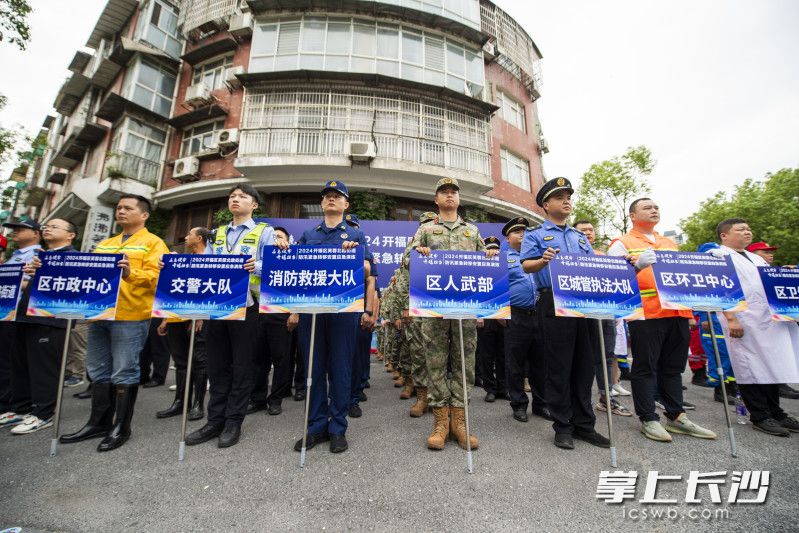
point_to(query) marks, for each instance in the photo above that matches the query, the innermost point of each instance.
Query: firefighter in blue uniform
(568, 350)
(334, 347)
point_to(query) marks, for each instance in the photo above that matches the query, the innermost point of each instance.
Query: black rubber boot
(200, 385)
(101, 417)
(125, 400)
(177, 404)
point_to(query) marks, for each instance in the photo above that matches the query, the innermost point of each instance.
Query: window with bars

Action item:
Word-for-word transcript, pictures excluded: copy all the material above.

Answer to this task:
point_to(query) marks, for each instance in the photo above that matches the query, the innermost point of each instance.
Query: firefighter in blue uniform
(568, 350)
(334, 347)
point_to(query) marks, for each instance in the photo above that matches the query, the innermost point of each instance.
Query: black rubber boot
(200, 385)
(101, 417)
(125, 400)
(177, 404)
point_to(query) marks, for each instance in the photo above that matches the query, the innermost point of each instance.
Query: window with bars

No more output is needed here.